→ **Work to do**
Rewrite the records below with each "axis-aligned bounding boxes" changed to "rectangular boxes", leaving every other word and line as it is.

- - - -

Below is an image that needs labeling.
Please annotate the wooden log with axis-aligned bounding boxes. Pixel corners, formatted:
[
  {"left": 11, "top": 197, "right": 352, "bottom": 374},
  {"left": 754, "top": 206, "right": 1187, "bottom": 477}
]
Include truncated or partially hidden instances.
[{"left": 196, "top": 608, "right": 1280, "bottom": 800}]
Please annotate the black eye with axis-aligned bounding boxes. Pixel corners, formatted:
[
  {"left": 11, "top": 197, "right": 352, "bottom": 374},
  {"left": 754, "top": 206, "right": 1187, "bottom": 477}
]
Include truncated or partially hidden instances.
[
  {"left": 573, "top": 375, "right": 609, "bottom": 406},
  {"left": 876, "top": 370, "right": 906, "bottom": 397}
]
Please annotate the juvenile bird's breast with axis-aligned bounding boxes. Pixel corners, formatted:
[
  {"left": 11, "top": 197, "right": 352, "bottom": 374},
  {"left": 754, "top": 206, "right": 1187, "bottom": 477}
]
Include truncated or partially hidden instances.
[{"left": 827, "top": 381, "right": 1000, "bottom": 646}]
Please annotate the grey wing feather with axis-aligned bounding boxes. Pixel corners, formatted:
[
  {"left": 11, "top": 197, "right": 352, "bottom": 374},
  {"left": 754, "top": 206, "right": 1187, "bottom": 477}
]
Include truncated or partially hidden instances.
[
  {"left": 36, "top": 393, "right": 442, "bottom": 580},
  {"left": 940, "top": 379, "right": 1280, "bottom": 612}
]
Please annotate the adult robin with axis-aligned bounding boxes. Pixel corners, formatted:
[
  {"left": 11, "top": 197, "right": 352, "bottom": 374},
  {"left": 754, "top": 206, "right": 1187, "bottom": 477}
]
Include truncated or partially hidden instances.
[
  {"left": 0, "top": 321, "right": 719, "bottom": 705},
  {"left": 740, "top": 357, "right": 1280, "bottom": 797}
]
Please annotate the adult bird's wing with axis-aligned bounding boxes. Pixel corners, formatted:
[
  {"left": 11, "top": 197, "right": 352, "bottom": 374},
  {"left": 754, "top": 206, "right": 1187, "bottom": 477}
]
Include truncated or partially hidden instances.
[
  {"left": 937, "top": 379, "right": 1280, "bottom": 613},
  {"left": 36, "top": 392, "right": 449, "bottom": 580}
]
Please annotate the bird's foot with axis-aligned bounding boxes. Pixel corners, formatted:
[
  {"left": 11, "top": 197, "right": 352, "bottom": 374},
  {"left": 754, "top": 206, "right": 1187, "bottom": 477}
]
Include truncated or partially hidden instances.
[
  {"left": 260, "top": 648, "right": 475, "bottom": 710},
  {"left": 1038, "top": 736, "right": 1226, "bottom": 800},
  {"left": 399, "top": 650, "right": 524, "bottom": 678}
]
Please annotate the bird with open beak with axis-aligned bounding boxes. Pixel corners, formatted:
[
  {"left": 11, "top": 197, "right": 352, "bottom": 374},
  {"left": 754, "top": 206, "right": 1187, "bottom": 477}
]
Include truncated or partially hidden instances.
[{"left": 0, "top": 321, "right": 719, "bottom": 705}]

- - - -

→ **Final result**
Below is an image that needs labeling.
Please annotate the wooden log with rectangular boxes. Pixel corners, formatted:
[
  {"left": 11, "top": 197, "right": 352, "bottom": 374},
  {"left": 754, "top": 206, "right": 1187, "bottom": 477}
]
Include truncated or partially hidden instances.
[{"left": 196, "top": 608, "right": 1280, "bottom": 800}]
Please annotate the black eye with rectangular boxes. Pixel corners, formatted:
[
  {"left": 11, "top": 197, "right": 352, "bottom": 374},
  {"left": 754, "top": 206, "right": 1187, "bottom": 477}
]
Include truncated or partially hidden instances.
[
  {"left": 573, "top": 375, "right": 609, "bottom": 406},
  {"left": 876, "top": 370, "right": 906, "bottom": 397}
]
Please annotate the juvenile bird's breast with rectangular boxes. Pixel corners, formatted:
[
  {"left": 11, "top": 197, "right": 352, "bottom": 374},
  {"left": 754, "top": 206, "right": 1187, "bottom": 477}
]
Include truncated or partially hidden instances.
[{"left": 827, "top": 381, "right": 1000, "bottom": 646}]
Please annotate the grey wing feather with rectangular boxes. Pixel corners, formatted:
[
  {"left": 11, "top": 197, "right": 352, "bottom": 374},
  {"left": 754, "top": 206, "right": 1187, "bottom": 477}
]
Include truncated or partially hidden instances.
[
  {"left": 36, "top": 393, "right": 442, "bottom": 580},
  {"left": 940, "top": 379, "right": 1280, "bottom": 612}
]
Please annotate the adult robin with rectangular boxes. Pixel corners, formatted:
[
  {"left": 11, "top": 197, "right": 352, "bottom": 374},
  {"left": 754, "top": 206, "right": 1187, "bottom": 477}
]
Include truncated or partially hidden instances.
[
  {"left": 0, "top": 321, "right": 719, "bottom": 705},
  {"left": 740, "top": 357, "right": 1280, "bottom": 797}
]
Please annotate the adult bird's wing with rectangular boxes. Pixel corners, formatted:
[
  {"left": 11, "top": 197, "right": 352, "bottom": 374},
  {"left": 754, "top": 206, "right": 1187, "bottom": 477}
]
Include truncated or partially hidden instances.
[
  {"left": 937, "top": 379, "right": 1280, "bottom": 613},
  {"left": 36, "top": 392, "right": 449, "bottom": 580}
]
Please annotate the bird's foot with rectangular boxes. Pixel corners, formatted:
[
  {"left": 11, "top": 197, "right": 352, "bottom": 374},
  {"left": 754, "top": 206, "right": 1187, "bottom": 477}
]
Include truncated or partially hidden instances.
[
  {"left": 260, "top": 648, "right": 475, "bottom": 710},
  {"left": 1038, "top": 736, "right": 1226, "bottom": 800},
  {"left": 399, "top": 650, "right": 524, "bottom": 678}
]
Please annotate the bird with open beak with rectangular boxes. Pixel corners, formatted:
[
  {"left": 11, "top": 197, "right": 352, "bottom": 374},
  {"left": 754, "top": 206, "right": 1187, "bottom": 477}
]
Include truncated or partially hidden instances.
[{"left": 0, "top": 321, "right": 719, "bottom": 705}]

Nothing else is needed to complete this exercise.